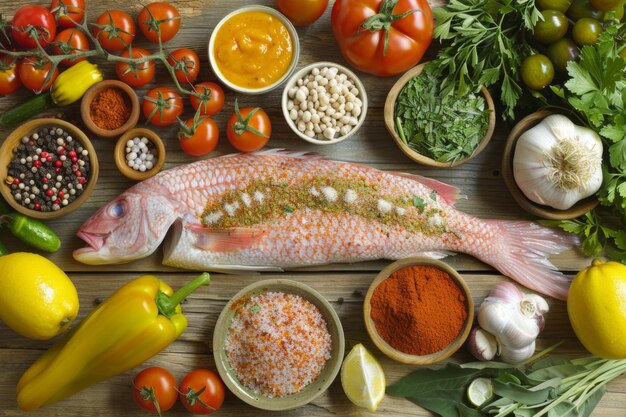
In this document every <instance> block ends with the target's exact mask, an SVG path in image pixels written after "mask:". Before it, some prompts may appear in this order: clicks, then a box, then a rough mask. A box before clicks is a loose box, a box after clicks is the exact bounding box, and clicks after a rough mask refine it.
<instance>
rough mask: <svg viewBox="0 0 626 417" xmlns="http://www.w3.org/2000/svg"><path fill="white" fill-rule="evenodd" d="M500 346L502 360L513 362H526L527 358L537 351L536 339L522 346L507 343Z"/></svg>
mask: <svg viewBox="0 0 626 417" xmlns="http://www.w3.org/2000/svg"><path fill="white" fill-rule="evenodd" d="M500 347H501V348H502V353H501V354H500V360H502V362H506V363H511V364H517V363H520V362H524V361H525V360H526V359H529V358H530V357H532V356H533V355H534V353H535V341H533V342H532V343H530V344H529V345H526V346H523V347H521V348H512V347H510V346H505V345H501V346H500Z"/></svg>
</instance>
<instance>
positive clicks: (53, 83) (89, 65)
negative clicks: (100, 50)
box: [50, 61, 102, 106]
mask: <svg viewBox="0 0 626 417" xmlns="http://www.w3.org/2000/svg"><path fill="white" fill-rule="evenodd" d="M100 81H102V73H101V72H100V70H99V69H98V66H97V65H95V64H92V63H91V62H89V61H80V62H79V63H78V64H75V65H72V66H71V67H69V68H68V69H66V70H65V71H63V72H62V73H60V74H59V76H58V77H57V78H56V80H54V83H52V88H50V94H51V95H52V101H54V103H55V104H57V105H59V106H69V105H70V104H72V103H74V102H75V101H78V100H79V99H80V98H81V97H82V96H83V95H84V94H85V92H86V91H87V90H88V89H89V87H91V86H92V85H94V84H95V83H97V82H100Z"/></svg>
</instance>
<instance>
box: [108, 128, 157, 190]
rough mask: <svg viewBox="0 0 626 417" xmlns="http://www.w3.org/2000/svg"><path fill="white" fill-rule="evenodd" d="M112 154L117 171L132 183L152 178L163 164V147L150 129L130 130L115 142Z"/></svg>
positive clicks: (142, 180) (135, 129)
mask: <svg viewBox="0 0 626 417" xmlns="http://www.w3.org/2000/svg"><path fill="white" fill-rule="evenodd" d="M114 152H115V158H114V159H115V165H116V166H117V169H118V170H119V171H120V172H121V173H122V175H124V176H125V177H126V178H129V179H131V180H134V181H143V180H145V179H148V178H150V177H152V176H153V175H155V174H157V173H158V172H159V171H160V170H161V168H162V167H163V164H164V163H165V145H164V144H163V141H162V140H161V138H160V137H159V135H157V134H156V133H154V132H153V131H152V130H150V129H145V128H135V129H130V130H129V131H128V132H126V133H124V134H123V135H122V136H120V138H119V139H118V140H117V143H116V144H115V151H114Z"/></svg>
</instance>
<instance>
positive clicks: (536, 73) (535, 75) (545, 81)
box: [521, 54, 554, 90]
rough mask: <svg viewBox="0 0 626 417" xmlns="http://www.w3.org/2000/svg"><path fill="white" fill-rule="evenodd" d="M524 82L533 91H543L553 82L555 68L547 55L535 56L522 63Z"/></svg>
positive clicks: (526, 85)
mask: <svg viewBox="0 0 626 417" xmlns="http://www.w3.org/2000/svg"><path fill="white" fill-rule="evenodd" d="M521 74H522V81H524V84H526V86H527V87H528V88H530V89H531V90H541V89H543V88H544V87H546V86H547V85H549V84H550V83H551V82H552V79H553V78H554V66H553V65H552V61H550V58H548V57H547V56H545V55H542V54H535V55H531V56H529V57H527V58H526V59H524V61H523V62H522V67H521Z"/></svg>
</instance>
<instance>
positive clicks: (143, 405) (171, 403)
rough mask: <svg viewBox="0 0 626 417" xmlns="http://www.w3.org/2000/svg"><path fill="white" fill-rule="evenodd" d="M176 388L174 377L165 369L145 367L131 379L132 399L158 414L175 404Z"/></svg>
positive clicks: (177, 393)
mask: <svg viewBox="0 0 626 417" xmlns="http://www.w3.org/2000/svg"><path fill="white" fill-rule="evenodd" d="M176 388H177V385H176V378H174V375H172V374H171V373H170V372H169V371H168V370H167V369H163V368H159V367H156V366H155V367H152V368H146V369H144V370H143V371H141V372H139V373H138V374H137V376H135V379H133V399H134V400H135V402H136V403H137V405H138V406H139V407H141V408H143V409H144V410H148V411H152V412H154V413H159V414H160V413H162V412H163V411H167V410H169V409H170V408H172V407H173V406H174V404H176V399H177V398H178V391H177V390H176Z"/></svg>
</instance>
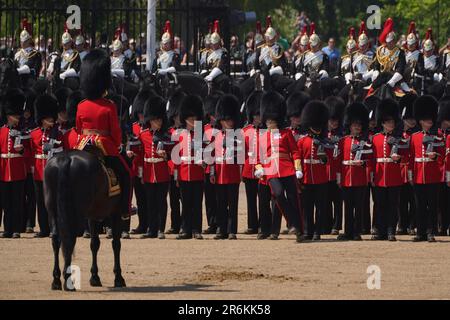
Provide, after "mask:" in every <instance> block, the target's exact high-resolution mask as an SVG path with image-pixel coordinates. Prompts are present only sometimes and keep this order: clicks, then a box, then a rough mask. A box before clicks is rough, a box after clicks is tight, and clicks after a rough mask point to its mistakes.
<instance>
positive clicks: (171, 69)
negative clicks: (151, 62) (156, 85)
mask: <svg viewBox="0 0 450 320" xmlns="http://www.w3.org/2000/svg"><path fill="white" fill-rule="evenodd" d="M179 65H180V56H179V55H178V53H177V52H176V51H175V50H173V33H172V27H171V25H170V21H166V25H165V27H164V34H163V35H162V37H161V51H159V52H158V54H157V56H156V59H155V60H154V62H153V68H152V72H153V73H157V74H158V75H160V76H165V75H168V74H174V73H176V72H177V71H178V68H179Z"/></svg>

▬▬▬

→ **Exercise details**
Could you return exactly the lines above from the line with "box: [521, 54, 554, 90]" to the line with "82L533 91H543L553 82L555", both included, and nothing else?

→ **Written response**
box: [521, 54, 554, 90]
rough mask: <svg viewBox="0 0 626 417" xmlns="http://www.w3.org/2000/svg"><path fill="white" fill-rule="evenodd" d="M524 82L533 91H543L553 82L555 68L547 55L535 56L522 63Z"/></svg>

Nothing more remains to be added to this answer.